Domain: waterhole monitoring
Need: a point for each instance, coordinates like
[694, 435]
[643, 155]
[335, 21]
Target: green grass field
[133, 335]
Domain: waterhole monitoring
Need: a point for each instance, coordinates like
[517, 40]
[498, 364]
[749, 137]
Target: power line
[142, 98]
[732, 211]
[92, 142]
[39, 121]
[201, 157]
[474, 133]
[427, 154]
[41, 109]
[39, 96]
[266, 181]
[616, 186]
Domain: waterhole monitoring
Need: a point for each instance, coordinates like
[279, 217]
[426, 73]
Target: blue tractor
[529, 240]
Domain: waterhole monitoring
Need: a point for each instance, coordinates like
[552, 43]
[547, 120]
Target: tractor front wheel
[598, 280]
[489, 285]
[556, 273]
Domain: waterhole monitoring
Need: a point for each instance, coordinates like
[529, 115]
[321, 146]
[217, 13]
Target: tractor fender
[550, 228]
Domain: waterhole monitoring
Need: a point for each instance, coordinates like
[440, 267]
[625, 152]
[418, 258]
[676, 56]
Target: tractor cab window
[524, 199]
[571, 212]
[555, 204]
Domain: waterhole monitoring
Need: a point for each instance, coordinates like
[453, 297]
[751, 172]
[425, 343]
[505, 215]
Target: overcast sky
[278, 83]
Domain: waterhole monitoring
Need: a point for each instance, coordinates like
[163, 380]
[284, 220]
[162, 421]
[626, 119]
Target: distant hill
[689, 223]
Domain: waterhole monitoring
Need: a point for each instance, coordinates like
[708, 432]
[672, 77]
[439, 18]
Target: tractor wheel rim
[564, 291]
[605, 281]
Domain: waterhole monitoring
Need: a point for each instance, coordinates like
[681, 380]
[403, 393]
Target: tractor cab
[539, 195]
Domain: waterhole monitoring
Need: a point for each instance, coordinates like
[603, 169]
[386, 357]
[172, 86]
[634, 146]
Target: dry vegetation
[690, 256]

Exercise prompt: Write out every entry above again in full, adding -5 to each coordinate in the answer points and leaving the sample coordinates unchanged.

Full solution:
Domain: waterhole monitoring
Need: a point for each instance, coordinates like
[694, 435]
[643, 155]
[335, 21]
Target: green grass field
[128, 330]
Domain: waterhole monitoring
Need: a point for each instance, coordinates like
[517, 40]
[498, 364]
[749, 137]
Target: power line
[137, 93]
[727, 206]
[87, 137]
[34, 116]
[196, 152]
[469, 128]
[422, 149]
[36, 104]
[34, 91]
[261, 176]
[611, 181]
Domain: waterhole monitoring
Need: a point for each instance, coordinates like
[279, 217]
[426, 73]
Target: blue tractor
[524, 235]
Domain: waterhole monitoring
Need: a point for each instance, coordinates like
[552, 43]
[547, 120]
Target: tractor front wheel
[593, 275]
[484, 280]
[551, 268]
Domain: waterhole monitoring
Need: a point for each instance, coordinates like
[529, 115]
[321, 146]
[217, 13]
Target: tractor fender
[545, 223]
Domain: waterhole monitoring
Need: a point for each instance, coordinates like
[440, 267]
[625, 152]
[418, 258]
[676, 56]
Target: tractor cab window
[519, 194]
[566, 207]
[550, 199]
Domain: waterhole monitoring
Need: a point for each instance, coordinates like
[453, 297]
[751, 172]
[425, 343]
[505, 215]
Target: overcast sky
[273, 78]
Domain: waterhole monitoring
Need: a point for each instance, coordinates like
[163, 380]
[284, 220]
[162, 421]
[626, 119]
Target: distant hill
[684, 218]
Domain: waterhole monitoring
Need: a point for each instance, coordinates like
[708, 432]
[672, 77]
[439, 18]
Target: tractor wheel rim
[559, 286]
[600, 276]
Domain: waterhole monitoring
Need: a point for each instance, coordinates like
[681, 380]
[403, 393]
Target: tractor cab
[534, 190]
Domain: waterhole monitoring
Need: a point for each instance, coordinates like
[603, 169]
[386, 357]
[172, 86]
[634, 146]
Target: dry vegetation
[685, 251]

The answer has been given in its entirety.